[PROMPT]
Beginning with the line that contains "Please place a point on the green grass", copy each remaining line of the data below exactly.
═══ INPUT DATA ═══
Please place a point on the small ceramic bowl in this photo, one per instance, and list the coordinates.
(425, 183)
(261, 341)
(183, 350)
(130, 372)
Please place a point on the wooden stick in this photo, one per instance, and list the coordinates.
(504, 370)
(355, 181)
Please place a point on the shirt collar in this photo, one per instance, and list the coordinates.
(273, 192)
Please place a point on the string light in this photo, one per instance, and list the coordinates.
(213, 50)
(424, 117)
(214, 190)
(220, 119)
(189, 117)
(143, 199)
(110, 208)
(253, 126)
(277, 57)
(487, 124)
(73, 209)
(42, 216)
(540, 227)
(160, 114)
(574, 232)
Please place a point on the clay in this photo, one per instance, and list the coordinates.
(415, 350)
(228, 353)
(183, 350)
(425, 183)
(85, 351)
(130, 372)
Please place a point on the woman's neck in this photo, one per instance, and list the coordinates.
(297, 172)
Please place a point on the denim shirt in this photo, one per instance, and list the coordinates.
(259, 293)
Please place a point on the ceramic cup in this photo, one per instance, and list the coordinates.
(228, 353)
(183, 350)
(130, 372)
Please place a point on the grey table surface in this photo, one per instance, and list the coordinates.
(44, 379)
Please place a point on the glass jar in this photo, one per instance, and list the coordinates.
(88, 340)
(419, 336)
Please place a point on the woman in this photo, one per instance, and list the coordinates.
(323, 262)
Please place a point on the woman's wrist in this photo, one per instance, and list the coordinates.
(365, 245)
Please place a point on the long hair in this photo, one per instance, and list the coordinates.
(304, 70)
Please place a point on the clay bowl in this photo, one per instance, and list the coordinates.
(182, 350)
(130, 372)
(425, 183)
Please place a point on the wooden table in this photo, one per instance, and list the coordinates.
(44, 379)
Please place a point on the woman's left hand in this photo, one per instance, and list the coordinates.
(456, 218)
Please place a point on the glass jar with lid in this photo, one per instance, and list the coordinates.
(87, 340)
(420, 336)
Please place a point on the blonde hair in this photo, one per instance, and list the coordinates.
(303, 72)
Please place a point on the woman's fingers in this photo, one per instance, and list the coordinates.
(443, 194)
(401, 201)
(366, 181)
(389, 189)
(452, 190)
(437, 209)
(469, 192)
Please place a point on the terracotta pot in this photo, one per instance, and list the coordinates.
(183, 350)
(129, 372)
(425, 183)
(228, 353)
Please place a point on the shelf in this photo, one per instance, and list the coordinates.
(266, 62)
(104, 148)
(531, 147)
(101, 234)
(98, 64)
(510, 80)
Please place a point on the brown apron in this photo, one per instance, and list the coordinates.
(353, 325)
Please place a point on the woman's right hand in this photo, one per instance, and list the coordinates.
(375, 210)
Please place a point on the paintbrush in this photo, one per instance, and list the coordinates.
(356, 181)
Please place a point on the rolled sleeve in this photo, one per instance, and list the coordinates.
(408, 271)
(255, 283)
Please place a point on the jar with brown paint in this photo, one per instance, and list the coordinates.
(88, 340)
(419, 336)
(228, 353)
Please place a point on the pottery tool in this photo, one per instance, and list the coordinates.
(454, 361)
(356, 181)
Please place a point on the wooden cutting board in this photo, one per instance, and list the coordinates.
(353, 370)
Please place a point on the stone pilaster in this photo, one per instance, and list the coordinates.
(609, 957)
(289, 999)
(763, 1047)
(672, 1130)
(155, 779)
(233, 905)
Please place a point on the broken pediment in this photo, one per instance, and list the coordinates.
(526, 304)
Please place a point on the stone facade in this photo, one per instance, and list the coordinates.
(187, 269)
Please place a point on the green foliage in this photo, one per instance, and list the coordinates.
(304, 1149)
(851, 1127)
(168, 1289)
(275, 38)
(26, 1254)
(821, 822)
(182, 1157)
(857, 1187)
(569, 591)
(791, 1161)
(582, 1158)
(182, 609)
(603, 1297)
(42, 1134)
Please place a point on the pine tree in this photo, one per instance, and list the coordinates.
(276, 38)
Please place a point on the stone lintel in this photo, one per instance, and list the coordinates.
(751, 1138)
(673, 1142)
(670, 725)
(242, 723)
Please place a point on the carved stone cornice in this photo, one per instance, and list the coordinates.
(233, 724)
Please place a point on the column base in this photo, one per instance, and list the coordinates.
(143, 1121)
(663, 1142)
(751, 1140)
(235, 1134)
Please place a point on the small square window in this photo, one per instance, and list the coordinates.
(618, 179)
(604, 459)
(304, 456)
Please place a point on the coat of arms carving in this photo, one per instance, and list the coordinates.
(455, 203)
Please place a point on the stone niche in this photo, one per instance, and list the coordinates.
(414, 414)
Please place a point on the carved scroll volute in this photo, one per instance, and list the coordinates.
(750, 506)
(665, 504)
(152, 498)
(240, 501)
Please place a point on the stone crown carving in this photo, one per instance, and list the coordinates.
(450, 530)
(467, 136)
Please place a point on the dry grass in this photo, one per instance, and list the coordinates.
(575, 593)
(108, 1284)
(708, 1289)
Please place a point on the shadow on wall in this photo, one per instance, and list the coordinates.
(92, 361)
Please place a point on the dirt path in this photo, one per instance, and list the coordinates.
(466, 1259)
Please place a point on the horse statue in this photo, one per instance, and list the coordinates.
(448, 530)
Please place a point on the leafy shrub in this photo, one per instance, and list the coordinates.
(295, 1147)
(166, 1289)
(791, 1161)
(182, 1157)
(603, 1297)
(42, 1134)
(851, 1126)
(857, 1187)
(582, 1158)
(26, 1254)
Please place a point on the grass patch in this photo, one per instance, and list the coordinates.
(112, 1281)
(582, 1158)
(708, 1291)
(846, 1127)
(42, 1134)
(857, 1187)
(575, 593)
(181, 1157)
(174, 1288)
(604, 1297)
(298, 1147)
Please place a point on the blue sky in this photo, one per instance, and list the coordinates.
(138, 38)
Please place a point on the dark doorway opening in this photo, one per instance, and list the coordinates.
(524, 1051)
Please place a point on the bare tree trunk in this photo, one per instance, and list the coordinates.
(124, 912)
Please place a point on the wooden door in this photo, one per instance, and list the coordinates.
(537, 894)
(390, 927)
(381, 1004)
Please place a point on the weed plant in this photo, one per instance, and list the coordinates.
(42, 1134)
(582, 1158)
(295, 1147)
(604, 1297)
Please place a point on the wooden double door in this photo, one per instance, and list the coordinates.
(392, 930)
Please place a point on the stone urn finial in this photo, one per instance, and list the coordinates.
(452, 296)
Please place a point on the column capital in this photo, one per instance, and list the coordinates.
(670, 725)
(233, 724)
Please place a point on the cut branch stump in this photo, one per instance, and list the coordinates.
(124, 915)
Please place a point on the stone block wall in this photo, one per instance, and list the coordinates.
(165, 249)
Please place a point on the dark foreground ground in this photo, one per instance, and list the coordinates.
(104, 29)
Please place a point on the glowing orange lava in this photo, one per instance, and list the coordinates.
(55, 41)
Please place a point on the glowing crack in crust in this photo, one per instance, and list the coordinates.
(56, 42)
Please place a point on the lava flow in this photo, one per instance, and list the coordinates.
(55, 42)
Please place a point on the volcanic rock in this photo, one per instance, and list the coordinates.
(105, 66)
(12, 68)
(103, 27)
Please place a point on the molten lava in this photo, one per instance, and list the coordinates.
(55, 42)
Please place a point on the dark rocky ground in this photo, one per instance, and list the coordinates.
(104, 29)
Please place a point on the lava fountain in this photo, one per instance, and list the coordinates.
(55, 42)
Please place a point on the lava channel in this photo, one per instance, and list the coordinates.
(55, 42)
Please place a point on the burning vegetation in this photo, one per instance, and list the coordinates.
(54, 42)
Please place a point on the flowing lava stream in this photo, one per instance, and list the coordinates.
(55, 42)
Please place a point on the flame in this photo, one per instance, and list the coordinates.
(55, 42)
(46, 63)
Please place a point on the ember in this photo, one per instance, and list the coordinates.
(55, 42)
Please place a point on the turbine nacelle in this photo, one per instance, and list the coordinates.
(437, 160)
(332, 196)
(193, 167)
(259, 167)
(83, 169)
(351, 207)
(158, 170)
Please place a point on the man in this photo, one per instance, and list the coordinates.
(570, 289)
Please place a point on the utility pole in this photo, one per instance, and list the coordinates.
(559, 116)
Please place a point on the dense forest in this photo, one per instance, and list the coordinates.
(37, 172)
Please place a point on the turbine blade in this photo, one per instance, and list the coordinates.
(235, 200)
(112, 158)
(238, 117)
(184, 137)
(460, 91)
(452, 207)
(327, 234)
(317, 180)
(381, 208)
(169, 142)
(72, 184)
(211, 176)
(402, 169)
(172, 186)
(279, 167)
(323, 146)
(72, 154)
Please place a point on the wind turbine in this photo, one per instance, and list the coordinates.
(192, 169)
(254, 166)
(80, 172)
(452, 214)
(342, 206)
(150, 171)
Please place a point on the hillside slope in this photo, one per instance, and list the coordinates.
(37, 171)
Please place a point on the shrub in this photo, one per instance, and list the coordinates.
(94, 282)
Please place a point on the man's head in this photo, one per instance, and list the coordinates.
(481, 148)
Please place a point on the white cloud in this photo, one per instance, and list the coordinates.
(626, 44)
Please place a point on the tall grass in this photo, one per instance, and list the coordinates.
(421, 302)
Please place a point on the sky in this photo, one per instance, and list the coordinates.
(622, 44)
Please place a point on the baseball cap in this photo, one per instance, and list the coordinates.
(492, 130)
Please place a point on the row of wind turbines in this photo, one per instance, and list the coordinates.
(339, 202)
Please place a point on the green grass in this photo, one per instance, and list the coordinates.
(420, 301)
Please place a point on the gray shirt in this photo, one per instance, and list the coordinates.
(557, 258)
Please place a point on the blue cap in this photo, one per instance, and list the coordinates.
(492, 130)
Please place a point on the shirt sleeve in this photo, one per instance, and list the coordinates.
═══
[REPLY]
Please place a point on the green grass in this photo, one per instance, and list the coordinates.
(420, 301)
Please place a point on the gray shirt in this photo, one per instance, and list the coordinates.
(557, 258)
Please place a point on the blue cap in this photo, one per instance, and list the coordinates.
(492, 130)
Please place a point on the shirt sleeve in this photo, one per instance, and list the coordinates.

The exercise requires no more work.